Text provided -
From left: Bungoma Governor Ken Lusaka, Council of Governors chairman Isaac Ruto, Kwale Governor Salim Mvurya and Makueni Governor Kivutha Kibwana address the Press at their Delta House office in Nairobi on July 24, 2014. Although they protested that cash for counties was delayed, it emerged that 44 of the devolved units were yet to comply with new rules to check spending. PHOTO | BILLY MUTAI  NATION MEDIA GROUP

From left: Bungoma Governor Ken Lusaka, Council of Governors chairman Isaac Ruto, Kwale Governor Salim Mvurya and Makueni Governor Kivutha Kibwana address the Press at their Delta House office in Nairobi on July 24, 2014. Although they protested that cash for counties was delayed, it emerged that 44 of the devolved units were yet to comply with new rules to check spending. PHOTO | BILLY MUTAI NATION MEDIA GROUP

The counties would neither pay salaries for this month on time nor finance medical services as there was no money in their bank accounts, the governors said at a press conference in Nairobi.

The July salaries, expected to be paid on Friday, will have to wait until the money is released.

Information supplied -
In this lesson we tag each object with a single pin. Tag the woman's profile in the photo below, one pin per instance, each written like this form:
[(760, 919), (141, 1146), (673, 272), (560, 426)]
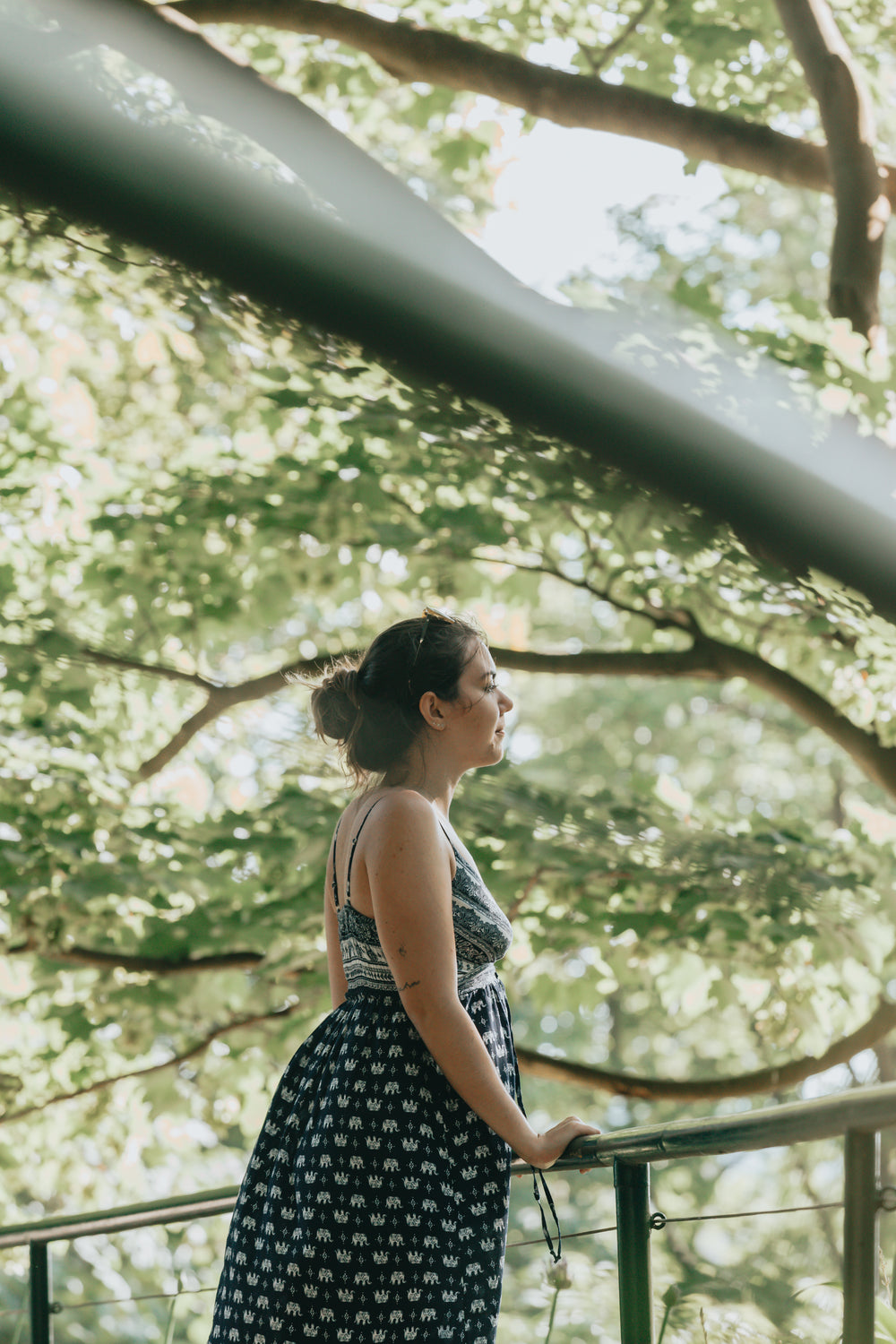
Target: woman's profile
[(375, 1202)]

Exercise tasks -
1. In the passage about the Kenyan county governors' press conference, how many of the devolved units had not yet complied with the new rules to check spending?
2. Continue the passage about the Kenyan county governors' press conference, starting after its last sentence.

Responses for each task -
1. 44

2.
The chairman of the Council of Governors, Mr Isaac Ruto, said Parliament should take the responsibility for the paralysis.

MPs delayed passing the Division of Revenue Bill after failing to agree with senators on the funding for Level 5 hospitals.

Senators had proposed that the National Government spend Sh3.4 billion from its Budget to fund the hospitals but MPs wanted the counties to foot the bill from their allocations.

There was, however, hope by Thursday evening that the money could soon been transferred to the counties after both Houses passed the report of a mediation committee that found a middle ground between the MPs and senators.

The revenue Bill will now be forwarded to President Uhuru Kenyatta for assent to give the National Treasury the go-ahead to distribute the Sh226.6 billion to counties.

“Salaries may not paid by today as it has been the case. If Parliament passes the Bill by this week, we will be able to pay by next week. We will, however, not be able to buy medicine if we don’t get the money immediately,” said Mr Ruto.

However, even if the money was to be released immediately, governors will have to contend with County Assemblies whose budgets have been rejected by the Controller of Budget for ignoring directives on their spending.

It emerged on Thursday that Controller of Budget Agnes Odhiambo had turned down the budgets of 44 counties for not adhering to the recently issued caps on spending.

The assemblies have already moved to court to challenge the directive.

This means only three counties have met the conditions. However, neither Ms Odhiambo nor Mr Ruto disclosed which counties had complied.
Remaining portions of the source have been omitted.